» Task details:
No line before the one containing "Where can you see the bus rear wheel" should appear; that line and all lines after it, through the end of the data, are to be set down exactly.

» Data listing:
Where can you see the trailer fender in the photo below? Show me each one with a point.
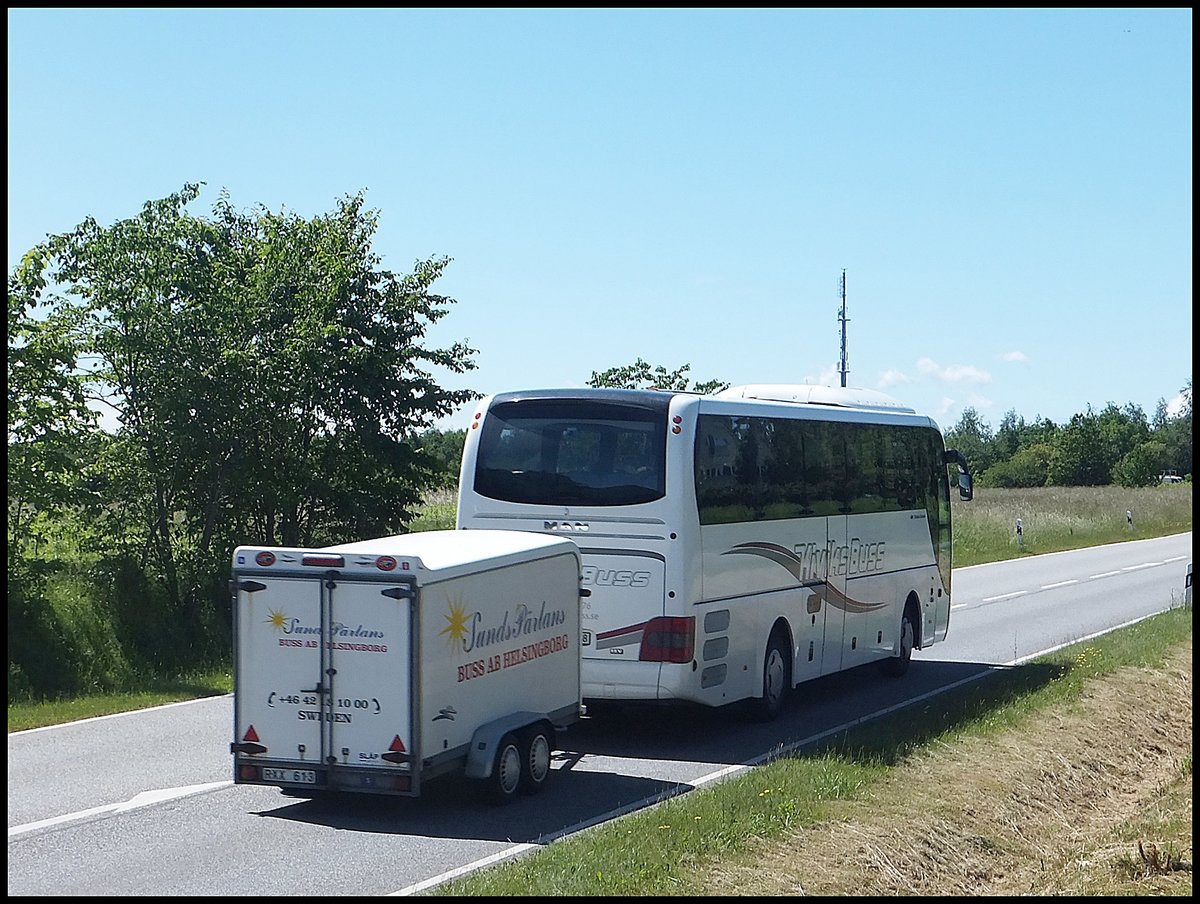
(484, 743)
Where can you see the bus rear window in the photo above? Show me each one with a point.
(571, 453)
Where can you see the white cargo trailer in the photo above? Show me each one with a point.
(377, 665)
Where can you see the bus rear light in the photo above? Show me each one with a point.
(669, 640)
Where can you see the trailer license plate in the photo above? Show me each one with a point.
(297, 777)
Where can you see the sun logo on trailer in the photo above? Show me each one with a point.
(456, 623)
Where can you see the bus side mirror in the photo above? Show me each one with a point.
(966, 488)
(966, 485)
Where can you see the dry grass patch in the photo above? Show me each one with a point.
(1093, 800)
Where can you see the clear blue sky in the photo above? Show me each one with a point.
(1008, 192)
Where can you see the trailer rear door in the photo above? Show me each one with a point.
(324, 680)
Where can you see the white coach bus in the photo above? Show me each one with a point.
(733, 545)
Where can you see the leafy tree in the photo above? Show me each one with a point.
(1141, 466)
(49, 423)
(264, 372)
(1175, 433)
(445, 449)
(972, 437)
(641, 375)
(1080, 454)
(1029, 467)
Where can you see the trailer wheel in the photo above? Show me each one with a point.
(535, 749)
(504, 783)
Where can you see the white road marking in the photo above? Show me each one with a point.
(143, 800)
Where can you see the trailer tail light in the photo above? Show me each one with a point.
(669, 640)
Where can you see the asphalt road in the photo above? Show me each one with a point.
(143, 803)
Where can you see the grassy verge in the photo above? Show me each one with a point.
(33, 714)
(1063, 518)
(718, 839)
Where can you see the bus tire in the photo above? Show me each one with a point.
(777, 671)
(535, 754)
(898, 665)
(503, 785)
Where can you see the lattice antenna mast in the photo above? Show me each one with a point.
(844, 366)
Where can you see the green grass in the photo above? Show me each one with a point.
(655, 851)
(1063, 518)
(23, 714)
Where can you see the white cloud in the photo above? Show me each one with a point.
(953, 373)
(891, 378)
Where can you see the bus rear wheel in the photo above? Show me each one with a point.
(898, 664)
(777, 671)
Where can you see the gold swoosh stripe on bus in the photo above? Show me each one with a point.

» Solved problem:
Where can you see the bus rear wheel in the photo above? Show me each one with a point.
(898, 664)
(777, 671)
Where can you see the gold swoosh stripe on bus in the photo above? Show me each one with a point.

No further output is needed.